* _DOCUMENT_:
● ● ● ● ●

As has been widely reported, Oxford Dictionaries’ word of the year for 2013 is “Selfie” – the act of taking a photograph of yourself. As this news buzzed around the wires of the Interwebs, I was fortunate enough to be talking to Marisa Kopec of Sirius Decisions over lunch. She shared a great analogy with me that the selfie is exactly how most organizations talk to their customers today. It’s a great analogy and I promised to steal it. So, here we are –
This post was originally published on Engaging Times in December 2013
Most marketers market through the selfie. Lets take a look at most marketing collateral. It’s about their company, their products, their services, their opinion, a “Nascar slide” of logos of their customers – it’s a selfie.
Almost every organization does this and of course this type of product and service marketing it has its place. After all, the customer engages with an organization to find out some information about who they are are what they do and who they do it for.
So while it’s necessary, does it tell a complete story? Does it bring in the story of the relationship this company will have with this customer? Or the experience this customer will have? How the solution will help this customer ? Or, to use the selfie analogy, is it a picture with this customer in it?
Today, the conventional brochure-ware site model is past, where we lay out our wares on a virtual market stall for a prospective customer to happen upon and browse. We need to proactively engage the customers attention and bring to life why this organization is the right one to do business with.
Putting the customer in the story is a great way of doing this. Additionally, as we look to have our content amplified through our PR and social channels, is a selfie interesting? Who will find it remarkable enough to share? As I researched this article, I found this lovely quote on a PR agency blog by one of their staff, Harry Langdon:
The rise of the selfie made me think about client news stories – if you have just ‘painted a picture of yourself’ as the perfect brand and wrapped it up in a news story, why are the media going to care? Just like why are my friends going to care when I take a ‘selfie’ with my new sun glasses on?

● ● ● ● ●

* _PROVIDED MATERIAL_:
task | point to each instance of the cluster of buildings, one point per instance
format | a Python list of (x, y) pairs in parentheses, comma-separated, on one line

● ● ● ● ●

* _SHORT TASK_:
Continue the article on selfie-style marketing from where it stops, extending its argument for placing the customer in the story.

* _TASK ANSWER_:
This is probably why we find so many press releases languishing, ignored in the News Room section of a website and not creating the buzz the author had hoped for. This is not what press releases were ever been supposed to do. They have always been written to inspire someone else to talk about your company (from the very first by Ivy Lee in 1906).A simplification, but, content marketing today is the practice of influencing the channel to your audience that you don’t control.
In 1906, this was just newspapers. Today, it’s the same only on a larger scale and to an audience who faces more distractions. Anyway, back to the selfie. Today, we need to proactively engage customer attention and put the customer in the story, thinking about their problem from their perspective.
A good example of this is the incredibly popular blog by Hubspot. If you are reading this post, you probably know it. Their blog gives away vast amounts of free content and advice. They tell their potential customers that they get it. They understand what it means to be a digital marketer and they are in the picture with them.
Another example is the granddaddy of them all, the John Deere’s Furrow magazine. They have been doing the same thing for farmers as Hubspot does for marketers, but since 1895 – which, if you believe my sources, suggests that Content Marketing is older than PR!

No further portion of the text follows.